In the forum thread below about playing recorded music in bars and restaurants, why does one poster say an owner may not play recordings they bought for the public without a license? Answer in one to three sentences.

## EXCERPT PROVIDED
•••••
Posted on 03/12/2003 10:48:04 AM PST by mhking
Not true. ASCAP and BMI have enforced their copyrights, legitimately, for nearly as long as there has been recorded music.
I think it's great... slowly but surely, Hollywood and music are starting to lose their financial incentive to poison the minds of our children.
Geesh you sound like the looters from Atlas Shrugged. Scary.
"Any profit the establishment makes from the music being played should be offset by the exposure the music gets to potential purhcasers. This isn't the same as making copies of a product and handing it out for free."
Would the restaurants, bars, and clubs have the same atmosphere and draw the same number of patrons without the music?
Of course not, but would they have the same atmosphere if they didin't have lights, toilets or a floor? Should the toilet manufacturer get a yearly fee for the use of the tolilet? I mean, the owner purchased it and is undercutting the toilet maker by allowing public use of it, right? I see no real difference.
Could your being from Nashville have something to do with your unusual attitude? Maybe a proprietary interest?
So9
That's not what the copyright law says. The recordings are sold for private use only, no public performance, same as videotapes.
How about if I rented a DVD and showed the movie at my coffee house or bar? "Come see free movies every night!" I could say. And I'd make more money, because people who wouldn't come to buy my coffee WILL come to see a movie and THEN buy my coffee.
It doesn't matter whether you're directly charging for the product or not. You're enhancing your profits by using someone else's work. If you don't like their work, or think it's too much, do the capitalist thing and turn it off.
You're wrong. Read the copyright law. Public performance is a specific right of the statute, a right possessed by the copyright owner, not you.
Drunk cowboys don't sing nasty, it just sounds that way.
So9
I guess that's a nice idea, but that's not the law. You're free to disagree with the law, but don't be surprised when ASCAP comes and tells you to either buy a license or shut down. They have the law on their side.
I fully admit my vested interest, but that doesn't change what the law says, does it?
If I am privately listening to my music at work am I expected to afirmatively prevent others from easedropping?
This is preposterous bullsh!t on a level with the International Olympic Comittee using their copyright on the word "Olympic" to shut down Greek restaurants that have the word in the title. These are perhaps correct in law, but they are laws that need changing.
So9
There's no point in arguing this if you're going to be absurd. If toilets came under the scope of copyright law, maybe you'd have a point.
Sheesh.
It depends. Are you imposing a cover charge for people visiting your cubicle?
•••••
## EXTRACTED INFORMATION
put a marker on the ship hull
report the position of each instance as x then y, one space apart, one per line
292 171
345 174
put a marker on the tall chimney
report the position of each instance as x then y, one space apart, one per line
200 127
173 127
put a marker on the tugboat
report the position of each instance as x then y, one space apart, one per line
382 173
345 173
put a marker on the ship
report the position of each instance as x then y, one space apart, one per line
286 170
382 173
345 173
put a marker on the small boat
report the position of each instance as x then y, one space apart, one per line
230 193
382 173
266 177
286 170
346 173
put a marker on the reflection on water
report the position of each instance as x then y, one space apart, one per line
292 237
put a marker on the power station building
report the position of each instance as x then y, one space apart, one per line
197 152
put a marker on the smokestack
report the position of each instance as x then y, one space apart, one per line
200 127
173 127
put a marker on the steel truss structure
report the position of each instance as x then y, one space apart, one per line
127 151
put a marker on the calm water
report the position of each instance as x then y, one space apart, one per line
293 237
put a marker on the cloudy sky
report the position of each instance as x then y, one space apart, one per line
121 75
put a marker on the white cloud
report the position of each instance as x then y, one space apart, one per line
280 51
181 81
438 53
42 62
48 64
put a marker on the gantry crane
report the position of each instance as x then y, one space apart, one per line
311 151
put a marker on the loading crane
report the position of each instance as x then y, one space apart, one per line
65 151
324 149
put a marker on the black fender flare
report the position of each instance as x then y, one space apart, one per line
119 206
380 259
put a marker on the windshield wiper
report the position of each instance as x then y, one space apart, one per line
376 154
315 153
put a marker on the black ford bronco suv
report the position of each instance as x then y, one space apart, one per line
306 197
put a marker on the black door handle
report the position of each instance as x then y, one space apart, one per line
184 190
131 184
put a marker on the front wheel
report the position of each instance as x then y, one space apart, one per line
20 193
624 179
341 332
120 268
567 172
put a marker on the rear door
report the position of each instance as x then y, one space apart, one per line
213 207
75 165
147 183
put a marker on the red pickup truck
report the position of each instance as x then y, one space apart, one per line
•••••
## EXERCISE RESULT
Copyright law sells recordings for private use only, without the right of public performance, the same as videotapes. Public performance is a specific right in the statute, and it belongs to the copyright owner, not the buyer.